▶ _SET EXERCISE_:
In the forum thread about the YARN Fair Scheduler, what are the minimum and maximum allocations in MB set to?
╭─ SOURCE EXCERPT
Created on 12-30-2019 08:54 PM - last edited on 12-31-2019 01:09 AM by VidyaSargur
Hi,
I have setup YARN Fair-scheduler in Ambari (HDP 3.1.0.0-78) for "Default" queue itself. So far, I haven't added any new queues.
Now, I want to run a simple job against the queue and when I submit the job, the application state is in "ACCEPTED" state forever. I get the below message in YARN logs:
The additional information is given below. Please help me in fixing this issue at the earliest.
For "default" queue, the below parameters are set through "fair-scheduler.xml".
Also, no jobs are currently running, apart from the one that I have launched.
Given below is the screenshot, which confirms that the maximum AM resource percent is greater than 0.1
Created 01-02-2020 02:01 PM
Created 01-02-2020 09:20 PM
Hi @EricL,
Thanks for your inputs.
The value of yarn.app.mapreduce.am.resource.mb is set to 1024 in "mapred-site.xml" file.
I was not able to find the value of "yarn.app.mapreduce.am.resource.cpu-vcores" in any of the XML files (i.e core-site.xml, mapred-site.xml, yarn-site.xml, capacity-scheduler.xml etc..)
<property>
<name>yarn.app.mapreduce.am.resource.mb</name>
<value>1024</value>
</property>
Here is the progress that I have made so far:
- After setting the Yarn fair scheduler, I did set the Spark program to use Fair scheduling pool also (from default Spark fair scheduler XML template)
- The minimum and maximum allocation (in MB) for Fair Scheduler in Yarn is set to 1024 MB and 3072 MB respectively.
- After running a single Spark job [with both Driver and Executor memory set to 512MB], I was able to verify that the job is running. But, it was consuming the entire 3 GB memory.
- So, the next Spark job is not running at all, as it is waiting for the memory.
- But, if I revert back the YARN scheduling to "Capacity Scheduler", then with the same memory settings, both the jobs are running fine without any issues.
So, what additional memory related parameters need to be set in Fair Scheduling for the jobs to run properly?
Please help me in fixing this issue.
Created 01-05-2020 09:26 AM
Hi @EricL ,
This is just a gentle reminder.
Can you please help me in fixing this issue?
Thanks and Regards,
Sudhindra
Created 01-07-2020 11:05 PM
Hi @EricL ,
I am still facing the same issue when I use YARN fair scheduler to run the Spark jobs.
With the same memory configuration, the Spark jobs are running fine when YARN Capacity Scheduler is used.
Can you please help me in fixing this issue?
Thanks and Regards,
Sudhindra
Created 01-09-2020 03:00 AM
Created 01-09-2020 08:44 PM
Hi @EricL ,
I did change the parameter "yarn.app.mapreduce.am.resource.mb" to 2 GB (2048 MB).
Although the second Spark job is now running fine under "Fair Scheduler" configuration, the tasks under the second Spark job are not getting the required number of resources at all.
╰─
╭─ DATASET ENTRIES
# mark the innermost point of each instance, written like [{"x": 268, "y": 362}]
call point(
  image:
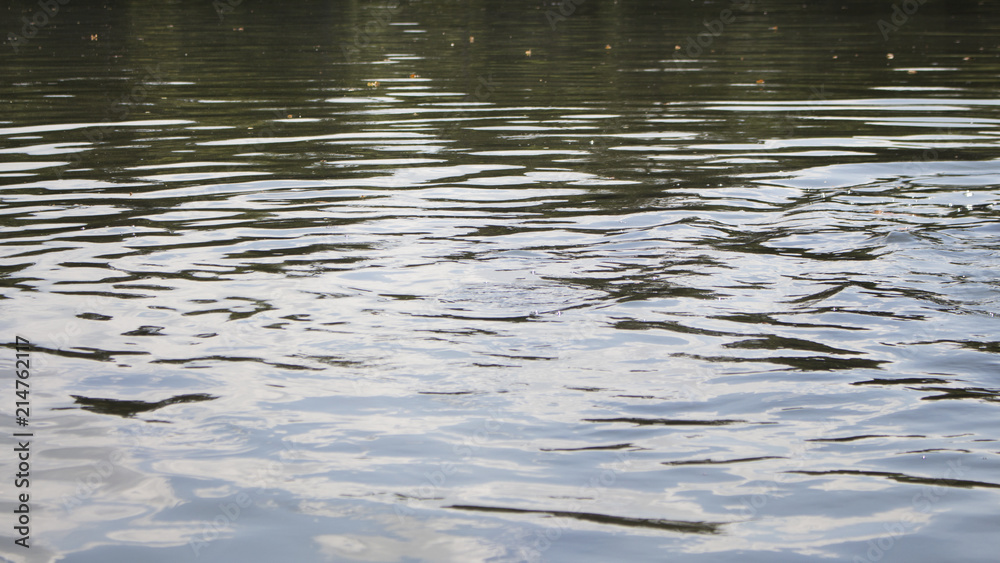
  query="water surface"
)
[{"x": 473, "y": 282}]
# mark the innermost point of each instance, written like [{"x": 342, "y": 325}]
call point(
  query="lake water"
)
[{"x": 519, "y": 281}]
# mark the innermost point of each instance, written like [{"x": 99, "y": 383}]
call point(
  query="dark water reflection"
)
[{"x": 465, "y": 281}]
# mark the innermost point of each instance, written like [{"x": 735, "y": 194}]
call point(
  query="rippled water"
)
[{"x": 483, "y": 284}]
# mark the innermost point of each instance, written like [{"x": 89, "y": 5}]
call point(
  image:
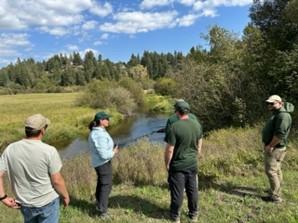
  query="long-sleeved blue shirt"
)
[{"x": 101, "y": 146}]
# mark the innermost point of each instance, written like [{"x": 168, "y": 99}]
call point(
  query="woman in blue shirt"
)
[{"x": 102, "y": 150}]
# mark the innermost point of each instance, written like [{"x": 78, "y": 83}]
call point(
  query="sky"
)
[{"x": 116, "y": 29}]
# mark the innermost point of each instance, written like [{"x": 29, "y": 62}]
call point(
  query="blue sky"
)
[{"x": 115, "y": 29}]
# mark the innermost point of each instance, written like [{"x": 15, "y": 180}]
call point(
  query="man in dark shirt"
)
[
  {"x": 184, "y": 141},
  {"x": 274, "y": 137}
]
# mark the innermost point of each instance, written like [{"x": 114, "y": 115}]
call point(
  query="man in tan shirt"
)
[{"x": 33, "y": 169}]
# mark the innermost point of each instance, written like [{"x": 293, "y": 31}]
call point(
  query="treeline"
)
[
  {"x": 226, "y": 84},
  {"x": 63, "y": 70}
]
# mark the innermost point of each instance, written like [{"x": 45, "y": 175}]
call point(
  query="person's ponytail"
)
[{"x": 92, "y": 124}]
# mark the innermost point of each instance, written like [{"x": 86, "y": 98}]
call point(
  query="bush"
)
[
  {"x": 134, "y": 88},
  {"x": 108, "y": 94}
]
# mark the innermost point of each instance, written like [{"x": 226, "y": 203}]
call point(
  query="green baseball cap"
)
[
  {"x": 101, "y": 116},
  {"x": 182, "y": 105}
]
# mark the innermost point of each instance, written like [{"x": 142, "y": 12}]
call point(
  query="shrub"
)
[
  {"x": 108, "y": 94},
  {"x": 134, "y": 88},
  {"x": 140, "y": 164}
]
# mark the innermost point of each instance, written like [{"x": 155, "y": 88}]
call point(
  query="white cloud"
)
[
  {"x": 148, "y": 4},
  {"x": 52, "y": 14},
  {"x": 135, "y": 22},
  {"x": 187, "y": 20},
  {"x": 102, "y": 39},
  {"x": 186, "y": 2},
  {"x": 213, "y": 4},
  {"x": 101, "y": 10},
  {"x": 11, "y": 44},
  {"x": 89, "y": 25},
  {"x": 72, "y": 48}
]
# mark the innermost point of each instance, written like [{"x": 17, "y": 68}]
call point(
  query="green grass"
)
[
  {"x": 231, "y": 175},
  {"x": 68, "y": 121}
]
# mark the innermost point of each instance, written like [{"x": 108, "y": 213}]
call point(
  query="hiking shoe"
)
[
  {"x": 193, "y": 218},
  {"x": 104, "y": 216},
  {"x": 272, "y": 199},
  {"x": 175, "y": 220}
]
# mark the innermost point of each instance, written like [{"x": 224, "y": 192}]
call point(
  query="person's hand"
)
[
  {"x": 66, "y": 201},
  {"x": 11, "y": 202},
  {"x": 116, "y": 149}
]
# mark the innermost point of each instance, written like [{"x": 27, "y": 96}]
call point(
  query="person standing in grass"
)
[
  {"x": 275, "y": 136},
  {"x": 102, "y": 150},
  {"x": 33, "y": 168},
  {"x": 184, "y": 142},
  {"x": 174, "y": 117}
]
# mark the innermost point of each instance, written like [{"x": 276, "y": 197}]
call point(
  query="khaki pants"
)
[{"x": 273, "y": 171}]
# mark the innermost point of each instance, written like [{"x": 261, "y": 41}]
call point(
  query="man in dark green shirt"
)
[
  {"x": 184, "y": 141},
  {"x": 274, "y": 136}
]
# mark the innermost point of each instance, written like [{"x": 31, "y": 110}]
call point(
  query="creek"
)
[{"x": 126, "y": 133}]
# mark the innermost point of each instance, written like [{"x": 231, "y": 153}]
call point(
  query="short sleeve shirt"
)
[
  {"x": 29, "y": 164},
  {"x": 184, "y": 135}
]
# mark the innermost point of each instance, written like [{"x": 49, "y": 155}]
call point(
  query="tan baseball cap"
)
[
  {"x": 37, "y": 121},
  {"x": 274, "y": 98}
]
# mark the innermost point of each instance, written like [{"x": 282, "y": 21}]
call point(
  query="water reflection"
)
[{"x": 126, "y": 133}]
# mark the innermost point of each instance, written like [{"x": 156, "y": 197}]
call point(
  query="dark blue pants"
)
[
  {"x": 104, "y": 186},
  {"x": 46, "y": 214},
  {"x": 177, "y": 182}
]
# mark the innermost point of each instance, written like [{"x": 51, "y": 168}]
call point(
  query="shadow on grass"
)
[
  {"x": 138, "y": 205},
  {"x": 211, "y": 182},
  {"x": 84, "y": 206},
  {"x": 130, "y": 203}
]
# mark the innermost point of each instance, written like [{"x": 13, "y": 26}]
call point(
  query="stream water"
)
[{"x": 129, "y": 131}]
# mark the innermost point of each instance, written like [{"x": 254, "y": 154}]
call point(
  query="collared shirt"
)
[
  {"x": 101, "y": 146},
  {"x": 29, "y": 164}
]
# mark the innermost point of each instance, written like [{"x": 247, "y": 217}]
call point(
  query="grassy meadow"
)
[{"x": 231, "y": 175}]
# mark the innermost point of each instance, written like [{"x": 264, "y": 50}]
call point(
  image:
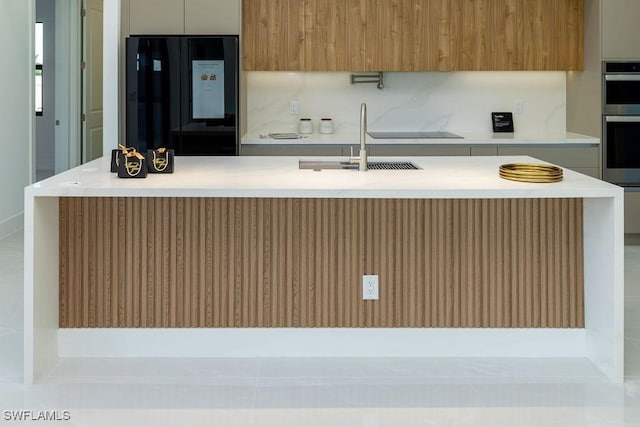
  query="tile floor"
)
[{"x": 318, "y": 392}]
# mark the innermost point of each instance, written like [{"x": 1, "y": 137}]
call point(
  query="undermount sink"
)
[{"x": 324, "y": 164}]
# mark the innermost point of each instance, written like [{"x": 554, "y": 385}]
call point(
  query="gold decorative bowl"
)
╰─
▶ _RESULT OF THIS EXERCISE_:
The minimum allocation is 1024 MB, and the maximum is 3072 MB.